La réforme du bac met en pleine lumière le problème de ses épreuves, qui sont à « réinventer ». Certaines épreuves semblent soudainement bénéficier d’une nouvelle et forte cote (un grand oral ?). D’autres sont menacées de disparition (ex : le « sujet d’invention », épreuve d’écriture créative en français).

Pourra-t-on, et comment, faire un choix intelligent ? Le respect de trois conditions nous paraît s’imposer.

1. Ne pas se laisser prendre au piège des questions de surface

Ces questions pièges agitent fortement les esprits, mais en les détournant de l’essentiel. On en a aujourd’hui trois grands exemples.

Épreuves orales, ou épreuves écrites ?

La perspective de l’émergence d’un « grand oral » a fait naître de grandes craintes, d’autant plus fortes qu’il porterait sur un projet interdisciplinaire. L’oral ne va-t-il pas avantager les élèves issus des milieux les plus favorisés ? La réussite à l’oral ne convoque-t-elle pas des compétences « extérieures à l’école » ? Ne faudrait-il pas rejeter l’oral au motif qu’il engage trop fortement des compétences sociolinguistiques directement liées à l’origine sociale ?

Mais l’oral ne permettrait-il pas, au contraire, de valoriser des élèves pénalisés par le (mauvais) rapport à l’écrit développé dans leur milieu social ? Sans autre considération, dépassant leur stricte opposition, on ne peut que se perdre à rechercher qui, de l’oral ou de l’écrit, est le moins discriminant, et le plus approprié, pour une épreuve d’évaluation.

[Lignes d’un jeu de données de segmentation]
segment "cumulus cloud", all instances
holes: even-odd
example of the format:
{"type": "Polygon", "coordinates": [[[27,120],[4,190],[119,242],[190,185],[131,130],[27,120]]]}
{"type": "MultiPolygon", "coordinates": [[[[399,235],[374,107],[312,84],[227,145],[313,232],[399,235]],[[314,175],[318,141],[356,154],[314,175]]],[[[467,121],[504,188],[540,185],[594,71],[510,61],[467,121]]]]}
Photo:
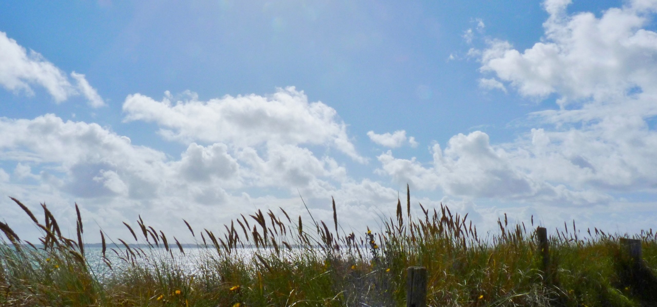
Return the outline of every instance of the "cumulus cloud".
{"type": "Polygon", "coordinates": [[[491,41],[481,57],[484,72],[493,73],[525,96],[557,93],[561,103],[622,96],[628,89],[654,91],[657,33],[642,28],[654,9],[635,1],[600,18],[591,12],[566,15],[570,1],[545,3],[550,14],[545,41],[522,52],[510,43],[491,41]]]}
{"type": "Polygon", "coordinates": [[[479,79],[479,86],[486,89],[499,89],[504,92],[507,92],[507,87],[501,82],[493,78],[481,78],[479,79]]]}
{"type": "Polygon", "coordinates": [[[162,101],[140,94],[124,103],[125,121],[155,122],[160,134],[181,142],[221,142],[238,147],[263,144],[317,144],[332,146],[360,162],[365,162],[347,136],[346,125],[332,108],[309,102],[294,87],[281,89],[269,96],[256,94],[207,102],[194,96],[185,101],[162,101]]]}
{"type": "Polygon", "coordinates": [[[369,131],[367,133],[367,136],[369,136],[370,140],[371,140],[372,142],[382,146],[390,147],[391,148],[401,147],[407,143],[407,140],[411,147],[417,147],[418,145],[417,142],[415,141],[415,137],[411,136],[408,138],[406,138],[406,131],[405,130],[397,130],[392,134],[390,133],[377,134],[376,133],[374,133],[374,131],[369,131]]]}
{"type": "Polygon", "coordinates": [[[28,52],[7,33],[0,31],[0,85],[5,89],[34,95],[32,85],[39,85],[58,103],[81,93],[89,106],[104,106],[102,98],[84,75],[74,72],[71,77],[77,81],[76,86],[71,84],[64,72],[43,56],[32,50],[28,52]]]}
{"type": "MultiPolygon", "coordinates": [[[[66,214],[77,201],[89,218],[107,229],[137,213],[158,216],[163,227],[181,216],[175,212],[212,225],[248,212],[245,205],[300,203],[294,197],[298,193],[311,207],[327,207],[330,196],[339,195],[344,206],[357,205],[365,212],[373,203],[352,193],[388,191],[376,183],[355,182],[333,158],[292,144],[267,143],[255,148],[193,142],[175,157],[133,144],[127,136],[97,124],[64,121],[52,114],[0,119],[0,156],[16,163],[12,175],[0,172],[0,192],[26,203],[48,200],[56,214],[66,214]],[[260,189],[283,191],[292,198],[280,192],[279,198],[262,195],[260,189]],[[208,216],[217,209],[223,214],[208,216]]],[[[14,216],[7,214],[8,218],[14,216]]]]}
{"type": "Polygon", "coordinates": [[[526,96],[556,94],[558,110],[529,114],[513,142],[476,131],[432,149],[433,161],[379,155],[377,173],[448,195],[531,203],[611,203],[618,194],[657,192],[657,33],[644,28],[657,2],[635,1],[597,17],[548,0],[545,36],[520,51],[489,39],[470,54],[494,77],[480,85],[526,96]]]}
{"type": "Polygon", "coordinates": [[[516,164],[517,154],[493,148],[488,135],[480,131],[452,137],[444,151],[436,144],[432,154],[431,167],[425,167],[414,159],[396,159],[390,152],[384,153],[378,157],[382,163],[378,172],[399,182],[408,182],[422,190],[439,188],[452,195],[576,203],[607,198],[588,192],[573,192],[534,178],[516,164]]]}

=== Consignes ===
- a) Recopiez le passage de l’extrait sur la réforme du bac qui s’ouvre sur les mots contenant « Épreuves orales, ou » et se ferme sur « une épreuve d’évaluation. », en remplaçant « milieux les plus favorisés » par « familles les plus aisées ».
- b) Pour chacune des affirmations suivantes, dites si elle est conforme à l’extrait sur la réforme du bac, en répondant par oui ou par non et en citant les mots de l’extrait qui permettent de trancher.
(i) Le sujet d’invention est une épreuve d’écriture créative en français.
(ii) L’auteur juge nécessaire de respecter quatre conditions.
(iii) Le grand oral porterait sur un projet limité à une seule discipline.
Ce matériel n’a aucun rapport avec l’extrait sur la réforme du bac.

=== Corrigés ===
- a)
Épreuves orales, ou épreuves écrites ?

La perspective de l’émergence d’un « grand oral » a fait naître de grandes craintes, d’autant plus fortes qu’il porterait sur un projet interdisciplinaire. L’oral ne va-t-il pas avantager les élèves issus des familles les plus aisées ? La réussite à l’oral ne convoque-t-elle pas des compétences « extérieures à l’école » ? Ne faudrait-il pas rejeter l’oral au motif qu’il engage trop fortement des compétences sociolinguistiques directement liées à l’origine sociale ?

Mais l’oral ne permettrait-il pas, au contraire, de valoriser des élèves pénalisés par le (mauvais) rapport à l’écrit développé dans leur milieu social ? Sans autre considération, dépassant leur stricte opposition, on ne peut que se perdre à rechercher qui, de l’oral ou de l’écrit, est le moins discriminant, et le plus approprié, pour une épreuve d’évaluation.

- b)
(i) Oui : « le « sujet d’invention », épreuve d’écriture créative en français ».
(ii) Non : « Le respect de trois conditions nous paraît s’imposer. »
(iii) Non : « qu’il porterait sur un projet interdisciplinaire ».